Exercise data →
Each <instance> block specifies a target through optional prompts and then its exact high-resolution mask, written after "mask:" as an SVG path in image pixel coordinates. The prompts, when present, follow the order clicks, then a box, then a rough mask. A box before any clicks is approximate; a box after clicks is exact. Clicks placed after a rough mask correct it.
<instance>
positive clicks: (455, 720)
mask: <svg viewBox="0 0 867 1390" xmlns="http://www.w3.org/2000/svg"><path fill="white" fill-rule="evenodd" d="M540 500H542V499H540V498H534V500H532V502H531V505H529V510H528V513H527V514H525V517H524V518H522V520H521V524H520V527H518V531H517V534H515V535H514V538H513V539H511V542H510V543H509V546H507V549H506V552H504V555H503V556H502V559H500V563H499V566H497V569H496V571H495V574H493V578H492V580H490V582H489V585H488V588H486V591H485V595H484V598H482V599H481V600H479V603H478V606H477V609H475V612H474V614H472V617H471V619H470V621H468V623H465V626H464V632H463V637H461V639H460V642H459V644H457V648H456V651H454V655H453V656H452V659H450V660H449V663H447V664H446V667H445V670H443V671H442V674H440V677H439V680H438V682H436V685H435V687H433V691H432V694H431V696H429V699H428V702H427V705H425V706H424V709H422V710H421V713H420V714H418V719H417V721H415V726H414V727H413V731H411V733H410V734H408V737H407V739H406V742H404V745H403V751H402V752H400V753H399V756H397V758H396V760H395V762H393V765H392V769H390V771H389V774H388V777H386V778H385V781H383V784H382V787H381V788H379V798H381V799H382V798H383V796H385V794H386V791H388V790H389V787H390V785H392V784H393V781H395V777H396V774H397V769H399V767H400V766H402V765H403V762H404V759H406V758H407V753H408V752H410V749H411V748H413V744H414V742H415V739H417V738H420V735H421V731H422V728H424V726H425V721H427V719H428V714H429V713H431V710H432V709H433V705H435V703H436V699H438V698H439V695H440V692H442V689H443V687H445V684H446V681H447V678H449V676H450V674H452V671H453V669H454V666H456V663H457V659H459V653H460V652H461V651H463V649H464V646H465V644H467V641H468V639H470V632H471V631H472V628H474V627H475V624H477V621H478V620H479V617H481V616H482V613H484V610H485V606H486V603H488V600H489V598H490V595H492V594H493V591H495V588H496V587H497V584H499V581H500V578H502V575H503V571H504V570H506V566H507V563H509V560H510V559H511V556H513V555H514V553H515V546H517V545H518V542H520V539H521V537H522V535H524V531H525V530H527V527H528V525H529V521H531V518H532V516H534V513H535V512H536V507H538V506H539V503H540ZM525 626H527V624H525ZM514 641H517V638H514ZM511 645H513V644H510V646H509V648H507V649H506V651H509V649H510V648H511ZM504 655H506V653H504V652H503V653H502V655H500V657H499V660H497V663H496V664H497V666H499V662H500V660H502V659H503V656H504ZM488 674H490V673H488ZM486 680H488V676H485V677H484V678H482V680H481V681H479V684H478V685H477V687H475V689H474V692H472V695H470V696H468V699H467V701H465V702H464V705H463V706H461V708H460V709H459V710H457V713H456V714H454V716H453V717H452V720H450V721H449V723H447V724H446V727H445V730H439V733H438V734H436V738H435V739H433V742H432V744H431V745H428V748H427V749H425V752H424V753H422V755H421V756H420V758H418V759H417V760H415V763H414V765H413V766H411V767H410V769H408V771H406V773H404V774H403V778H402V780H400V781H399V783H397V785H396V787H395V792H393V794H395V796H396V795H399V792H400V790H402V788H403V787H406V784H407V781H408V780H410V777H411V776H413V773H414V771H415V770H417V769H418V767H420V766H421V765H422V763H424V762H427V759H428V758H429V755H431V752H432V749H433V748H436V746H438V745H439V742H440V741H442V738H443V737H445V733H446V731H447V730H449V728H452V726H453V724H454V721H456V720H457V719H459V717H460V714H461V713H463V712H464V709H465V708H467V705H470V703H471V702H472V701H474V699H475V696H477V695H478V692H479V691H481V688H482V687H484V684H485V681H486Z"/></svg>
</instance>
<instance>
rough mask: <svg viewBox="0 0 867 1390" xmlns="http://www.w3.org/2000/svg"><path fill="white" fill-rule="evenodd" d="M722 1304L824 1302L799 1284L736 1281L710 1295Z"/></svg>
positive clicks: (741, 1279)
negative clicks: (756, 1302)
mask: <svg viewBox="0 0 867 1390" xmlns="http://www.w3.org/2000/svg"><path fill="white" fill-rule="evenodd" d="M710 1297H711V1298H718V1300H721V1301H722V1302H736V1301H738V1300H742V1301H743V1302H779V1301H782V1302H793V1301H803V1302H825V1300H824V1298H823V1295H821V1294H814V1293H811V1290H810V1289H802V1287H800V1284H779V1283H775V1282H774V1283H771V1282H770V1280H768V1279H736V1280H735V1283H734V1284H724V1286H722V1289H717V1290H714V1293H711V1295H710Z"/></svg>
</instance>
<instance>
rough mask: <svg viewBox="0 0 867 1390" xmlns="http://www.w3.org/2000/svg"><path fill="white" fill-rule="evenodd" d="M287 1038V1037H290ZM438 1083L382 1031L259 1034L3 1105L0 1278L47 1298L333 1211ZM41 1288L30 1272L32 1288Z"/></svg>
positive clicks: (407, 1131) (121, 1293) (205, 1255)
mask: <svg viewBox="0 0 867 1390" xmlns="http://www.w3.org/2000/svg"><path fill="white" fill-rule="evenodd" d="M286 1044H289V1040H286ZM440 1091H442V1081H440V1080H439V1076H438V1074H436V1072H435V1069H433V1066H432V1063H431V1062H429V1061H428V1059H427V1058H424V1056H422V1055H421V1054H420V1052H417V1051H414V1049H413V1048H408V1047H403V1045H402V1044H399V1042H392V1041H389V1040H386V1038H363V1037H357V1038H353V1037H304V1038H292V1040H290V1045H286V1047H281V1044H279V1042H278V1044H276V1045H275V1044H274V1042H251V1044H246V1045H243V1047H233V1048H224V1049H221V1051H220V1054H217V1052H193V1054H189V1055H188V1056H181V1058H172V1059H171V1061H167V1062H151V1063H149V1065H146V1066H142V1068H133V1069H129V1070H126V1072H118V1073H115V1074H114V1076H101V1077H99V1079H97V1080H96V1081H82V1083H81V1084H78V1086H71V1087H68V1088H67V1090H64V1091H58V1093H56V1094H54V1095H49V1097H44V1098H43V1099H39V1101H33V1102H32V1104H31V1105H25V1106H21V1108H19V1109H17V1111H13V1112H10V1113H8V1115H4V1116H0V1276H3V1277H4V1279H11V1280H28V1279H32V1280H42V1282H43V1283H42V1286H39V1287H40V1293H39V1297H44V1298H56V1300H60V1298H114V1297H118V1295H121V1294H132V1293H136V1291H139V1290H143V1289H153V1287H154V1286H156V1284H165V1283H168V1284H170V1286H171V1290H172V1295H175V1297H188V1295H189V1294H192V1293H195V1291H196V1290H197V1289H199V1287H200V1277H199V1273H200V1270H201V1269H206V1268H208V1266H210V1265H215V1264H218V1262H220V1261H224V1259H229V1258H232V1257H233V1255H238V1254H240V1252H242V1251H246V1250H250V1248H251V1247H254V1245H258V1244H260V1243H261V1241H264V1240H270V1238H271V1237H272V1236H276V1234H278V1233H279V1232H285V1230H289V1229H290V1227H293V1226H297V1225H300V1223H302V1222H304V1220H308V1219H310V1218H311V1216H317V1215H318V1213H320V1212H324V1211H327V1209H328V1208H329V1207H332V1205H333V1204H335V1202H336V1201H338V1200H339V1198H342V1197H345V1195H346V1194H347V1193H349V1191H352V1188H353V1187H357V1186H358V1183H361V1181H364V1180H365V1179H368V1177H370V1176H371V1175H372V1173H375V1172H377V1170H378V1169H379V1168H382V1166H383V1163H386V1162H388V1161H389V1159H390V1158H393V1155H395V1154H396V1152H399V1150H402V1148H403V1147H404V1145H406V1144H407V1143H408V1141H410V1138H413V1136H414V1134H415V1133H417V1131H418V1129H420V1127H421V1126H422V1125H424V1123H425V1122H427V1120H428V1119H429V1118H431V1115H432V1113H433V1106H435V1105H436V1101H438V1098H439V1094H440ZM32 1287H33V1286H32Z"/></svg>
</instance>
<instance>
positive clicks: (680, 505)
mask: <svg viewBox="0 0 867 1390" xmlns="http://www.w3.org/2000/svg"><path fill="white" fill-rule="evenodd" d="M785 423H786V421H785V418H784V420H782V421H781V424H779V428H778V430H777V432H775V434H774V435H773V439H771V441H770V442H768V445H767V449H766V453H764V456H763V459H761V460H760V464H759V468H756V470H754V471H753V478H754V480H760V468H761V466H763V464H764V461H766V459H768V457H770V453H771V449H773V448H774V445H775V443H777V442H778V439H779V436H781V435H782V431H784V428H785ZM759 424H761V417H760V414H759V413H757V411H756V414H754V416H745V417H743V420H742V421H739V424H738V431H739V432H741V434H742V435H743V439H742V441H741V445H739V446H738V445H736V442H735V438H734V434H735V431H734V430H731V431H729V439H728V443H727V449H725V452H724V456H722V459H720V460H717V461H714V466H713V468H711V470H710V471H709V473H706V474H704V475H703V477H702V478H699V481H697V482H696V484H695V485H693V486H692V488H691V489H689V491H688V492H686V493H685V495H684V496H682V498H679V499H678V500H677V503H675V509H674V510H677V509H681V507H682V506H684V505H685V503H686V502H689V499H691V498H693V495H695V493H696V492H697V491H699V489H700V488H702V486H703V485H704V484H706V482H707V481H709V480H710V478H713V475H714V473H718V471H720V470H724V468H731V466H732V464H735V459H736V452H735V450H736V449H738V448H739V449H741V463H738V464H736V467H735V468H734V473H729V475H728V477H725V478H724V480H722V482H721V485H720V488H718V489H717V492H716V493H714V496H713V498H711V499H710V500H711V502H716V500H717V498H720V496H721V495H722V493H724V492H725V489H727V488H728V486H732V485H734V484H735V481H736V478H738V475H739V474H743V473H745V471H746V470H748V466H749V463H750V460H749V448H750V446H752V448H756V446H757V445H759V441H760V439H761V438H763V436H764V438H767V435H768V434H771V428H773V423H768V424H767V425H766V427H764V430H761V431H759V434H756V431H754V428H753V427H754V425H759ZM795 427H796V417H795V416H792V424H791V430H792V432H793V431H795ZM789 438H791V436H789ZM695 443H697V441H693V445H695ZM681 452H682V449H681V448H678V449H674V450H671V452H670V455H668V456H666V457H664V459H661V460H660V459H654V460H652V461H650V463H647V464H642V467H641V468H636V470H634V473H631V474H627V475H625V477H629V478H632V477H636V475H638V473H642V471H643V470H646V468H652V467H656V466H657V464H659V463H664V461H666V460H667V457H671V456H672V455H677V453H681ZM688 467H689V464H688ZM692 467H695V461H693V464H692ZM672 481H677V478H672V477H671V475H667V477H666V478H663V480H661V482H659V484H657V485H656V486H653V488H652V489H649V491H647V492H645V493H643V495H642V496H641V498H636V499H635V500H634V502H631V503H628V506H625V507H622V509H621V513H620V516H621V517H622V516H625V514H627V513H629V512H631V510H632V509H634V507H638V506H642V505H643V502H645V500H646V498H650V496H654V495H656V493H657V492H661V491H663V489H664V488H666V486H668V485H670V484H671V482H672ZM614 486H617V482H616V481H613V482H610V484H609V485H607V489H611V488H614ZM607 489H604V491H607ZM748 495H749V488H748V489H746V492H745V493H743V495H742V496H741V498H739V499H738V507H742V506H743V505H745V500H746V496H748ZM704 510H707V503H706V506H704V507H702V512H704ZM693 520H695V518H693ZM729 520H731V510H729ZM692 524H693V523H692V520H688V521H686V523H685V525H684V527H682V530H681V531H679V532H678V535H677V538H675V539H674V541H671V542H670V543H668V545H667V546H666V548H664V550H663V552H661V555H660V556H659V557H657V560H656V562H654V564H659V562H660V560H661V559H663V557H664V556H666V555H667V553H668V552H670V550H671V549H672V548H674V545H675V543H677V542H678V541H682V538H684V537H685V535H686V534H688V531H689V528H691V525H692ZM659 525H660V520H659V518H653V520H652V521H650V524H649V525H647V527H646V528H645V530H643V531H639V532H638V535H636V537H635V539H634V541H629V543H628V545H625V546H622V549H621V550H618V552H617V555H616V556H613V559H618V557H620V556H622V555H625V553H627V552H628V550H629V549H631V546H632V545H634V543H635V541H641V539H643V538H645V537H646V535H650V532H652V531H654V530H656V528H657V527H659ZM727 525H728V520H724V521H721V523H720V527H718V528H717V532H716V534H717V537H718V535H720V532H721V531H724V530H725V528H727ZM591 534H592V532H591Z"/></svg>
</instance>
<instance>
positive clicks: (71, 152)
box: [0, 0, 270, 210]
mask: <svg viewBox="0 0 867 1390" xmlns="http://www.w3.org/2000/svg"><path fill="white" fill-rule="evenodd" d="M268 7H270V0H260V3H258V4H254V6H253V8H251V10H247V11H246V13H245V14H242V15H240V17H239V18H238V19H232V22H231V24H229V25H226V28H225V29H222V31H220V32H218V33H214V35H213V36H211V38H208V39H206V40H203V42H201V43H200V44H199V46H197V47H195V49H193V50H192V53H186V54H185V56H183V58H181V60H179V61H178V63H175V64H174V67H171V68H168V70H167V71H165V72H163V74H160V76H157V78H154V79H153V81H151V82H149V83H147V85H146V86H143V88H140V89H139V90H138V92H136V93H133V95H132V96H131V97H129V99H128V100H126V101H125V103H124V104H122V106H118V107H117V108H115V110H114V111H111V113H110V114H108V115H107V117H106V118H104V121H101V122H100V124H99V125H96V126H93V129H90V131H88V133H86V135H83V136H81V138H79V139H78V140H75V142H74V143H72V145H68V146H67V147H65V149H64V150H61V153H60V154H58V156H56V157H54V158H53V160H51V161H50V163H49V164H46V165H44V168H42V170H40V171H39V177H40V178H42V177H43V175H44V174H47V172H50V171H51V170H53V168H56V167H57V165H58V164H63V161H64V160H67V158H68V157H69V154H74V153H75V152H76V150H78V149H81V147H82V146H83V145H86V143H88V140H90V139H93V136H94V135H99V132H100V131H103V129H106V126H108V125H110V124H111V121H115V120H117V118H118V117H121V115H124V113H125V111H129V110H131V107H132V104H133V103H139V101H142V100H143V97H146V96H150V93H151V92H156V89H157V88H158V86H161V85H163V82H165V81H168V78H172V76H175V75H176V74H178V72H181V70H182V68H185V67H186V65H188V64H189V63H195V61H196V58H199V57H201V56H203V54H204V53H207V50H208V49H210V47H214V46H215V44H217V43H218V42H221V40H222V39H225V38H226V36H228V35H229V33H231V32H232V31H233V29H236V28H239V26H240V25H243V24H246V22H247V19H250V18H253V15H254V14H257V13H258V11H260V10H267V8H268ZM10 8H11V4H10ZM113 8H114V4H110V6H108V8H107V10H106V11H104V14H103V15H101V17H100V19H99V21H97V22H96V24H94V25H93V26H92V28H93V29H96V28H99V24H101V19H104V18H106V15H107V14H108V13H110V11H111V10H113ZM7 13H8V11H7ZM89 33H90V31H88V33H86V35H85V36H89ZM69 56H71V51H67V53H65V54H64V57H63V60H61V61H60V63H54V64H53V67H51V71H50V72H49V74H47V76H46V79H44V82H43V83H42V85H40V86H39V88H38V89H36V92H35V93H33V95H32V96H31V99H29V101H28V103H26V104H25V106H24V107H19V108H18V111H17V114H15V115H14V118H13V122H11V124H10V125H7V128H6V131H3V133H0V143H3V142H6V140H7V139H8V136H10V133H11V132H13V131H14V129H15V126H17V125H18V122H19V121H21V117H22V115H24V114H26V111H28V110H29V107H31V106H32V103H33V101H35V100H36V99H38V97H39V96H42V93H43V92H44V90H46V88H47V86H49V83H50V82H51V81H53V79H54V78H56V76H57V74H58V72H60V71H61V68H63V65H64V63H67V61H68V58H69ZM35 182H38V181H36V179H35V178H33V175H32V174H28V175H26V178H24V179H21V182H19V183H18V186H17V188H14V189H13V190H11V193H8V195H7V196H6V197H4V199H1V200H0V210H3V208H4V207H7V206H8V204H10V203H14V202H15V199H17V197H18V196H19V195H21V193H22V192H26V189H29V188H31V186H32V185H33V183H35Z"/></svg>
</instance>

Directions for this task → Take the entries from their first line through the line containing "positive clicks: (455, 720)" and write those lines again, swapping "prompts" for "hints" and leaving everything else unchanged.

Result of this task →
Each <instance> block specifies a target through optional hints and then its exact high-resolution mask, written after "mask:" as an SVG path in image pixel coordinates. The hints, when present, follow the order clicks, then a box, then a rough mask. A box before any clicks is approximate; a box after clicks is exact. Clicks placed after a rough mask correct it.
<instance>
positive clicks: (455, 720)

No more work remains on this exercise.